抽出テキスト:
---+---
レストラン業界はクリエイティブアイデアの宝庫である

ここ数年、コミュニケーションの手段としての「広告」は「クリエイティブ」としてその役割を終えた、とすら感じている。

それは、「テレビCMからデジタルへの移行のことか」、というのとはちょっと違う。

前から思っていたのですが、最近特に、

日本で最もクリエイティブな業界は飲食業界

ではないかと思っているのだ。

コミュニケーションにおけるクリエイティブを売りモノにする広告業界出身の僕はそう思う。


もちろん、飲食業界は広い。
ひとつの業態を見て論評できる世界では当然ないだろう。

オヤジがやってる古くからのシンプルな支那そば屋、ブラックの代名詞となってしまった某居酒屋チェーン、
ミシュランの三ツ星がつくようなレストランまで様々だ。


僕はグルメではない。


僕の舌は、ビジネスクラスの機内食であれば、「美味い!」と言ってしまうレベルだし、
牛丼チェーンを愛用してるのは、安い、便利、以外に「マジに美味い」とか思っているからだ。

そもそも、お酒の種類も含めて好きな食べ物を聞かれると答えに窮してしまう。


その場のタイミング、雰囲気で僕の舌の感覚は大きく左右されてしまうからだ。

かつてミシュランの星がついたレストランに顧客の接待で行った事があります。
---+---
提供データ:

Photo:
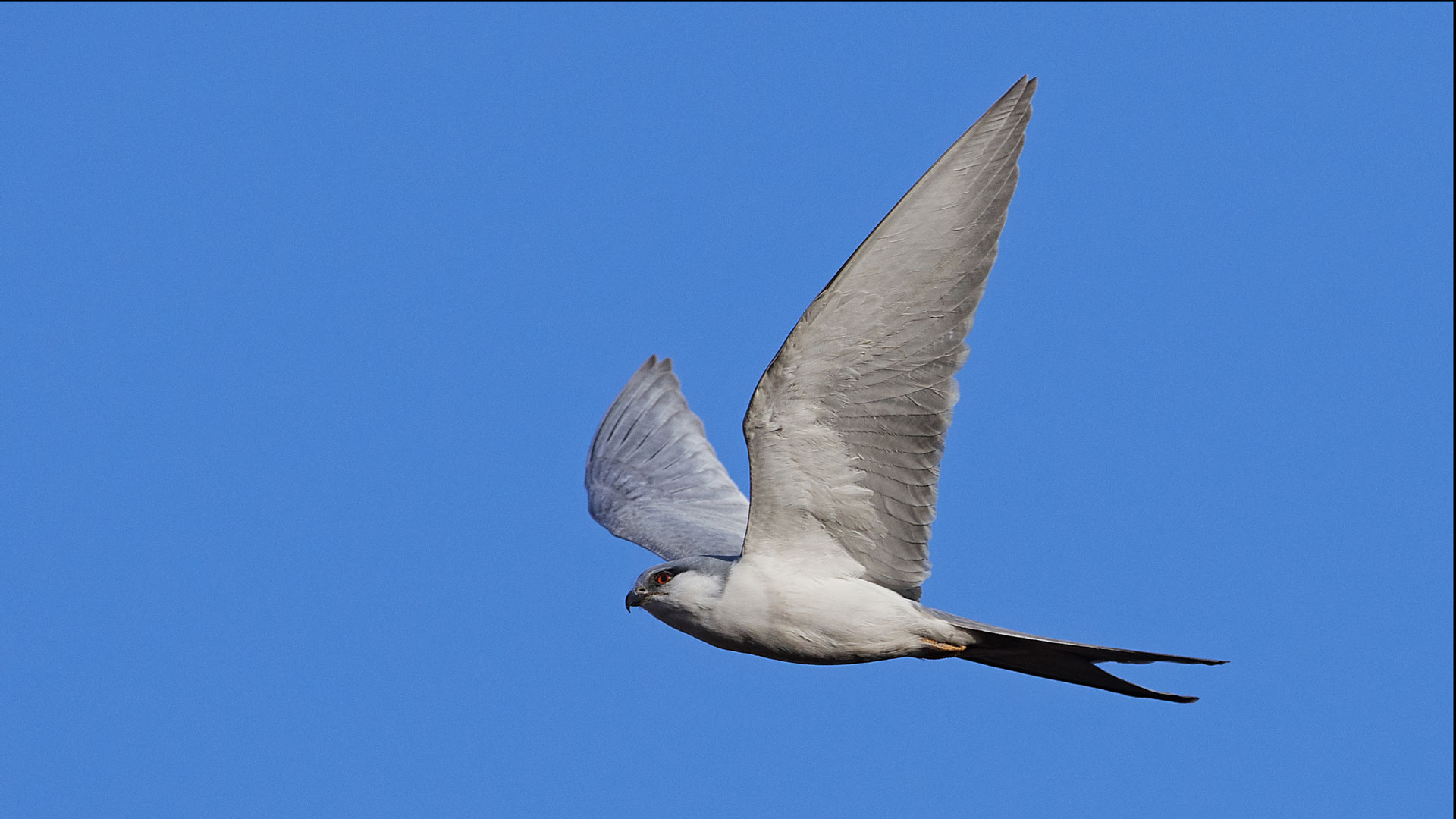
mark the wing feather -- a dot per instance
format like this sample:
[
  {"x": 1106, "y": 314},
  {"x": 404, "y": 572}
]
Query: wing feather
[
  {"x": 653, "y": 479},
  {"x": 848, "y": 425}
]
---+---
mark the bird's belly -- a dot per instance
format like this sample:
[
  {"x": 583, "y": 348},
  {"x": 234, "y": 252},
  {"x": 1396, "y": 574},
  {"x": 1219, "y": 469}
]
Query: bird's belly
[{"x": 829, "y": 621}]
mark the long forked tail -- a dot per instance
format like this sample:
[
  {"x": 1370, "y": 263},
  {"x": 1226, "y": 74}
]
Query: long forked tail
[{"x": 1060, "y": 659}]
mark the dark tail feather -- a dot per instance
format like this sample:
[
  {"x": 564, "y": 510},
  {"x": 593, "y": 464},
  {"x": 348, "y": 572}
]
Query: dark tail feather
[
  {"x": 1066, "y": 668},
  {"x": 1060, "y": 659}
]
---+---
課題内容: 飲食業界の創造性を論じた抽出テキストを、全文、一字一句違えずに打ち直すこと。 作業には抽出テキストのみを使用すること。

回答:
レストラン業界はクリエイティブアイデアの宝庫である

ここ数年、コミュニケーションの手段としての「広告」は「クリエイティブ」としてその役割を終えた、とすら感じている。

それは、「テレビCMからデジタルへの移行のことか」、というのとはちょっと違う。

前から思っていたのですが、最近特に、

日本で最もクリエイティブな業界は飲食業界

ではないかと思っているのだ。

コミュニケーションにおけるクリエイティブを売りモノにする広告業界出身の僕はそう思う。


もちろん、飲食業界は広い。
ひとつの業態を見て論評できる世界では当然ないだろう。

オヤジがやってる古くからのシンプルな支那そば屋、ブラックの代名詞となってしまった某居酒屋チェーン、
ミシュランの三ツ星がつくようなレストランまで様々だ。


僕はグルメではない。


僕の舌は、ビジネスクラスの機内食であれば、「美味い!」と言ってしまうレベルだし、
牛丼チェーンを愛用してるのは、安い、便利、以外に「マジに美味い」とか思っているからだ。

そもそも、お酒の種類も含めて好きな食べ物を聞かれると答えに窮してしまう。


その場のタイミング、雰囲気で僕の舌の感覚は大きく左右されてしまうからだ。

かつてミシュランの星がついたレストランに顧客の接待で行った事があります。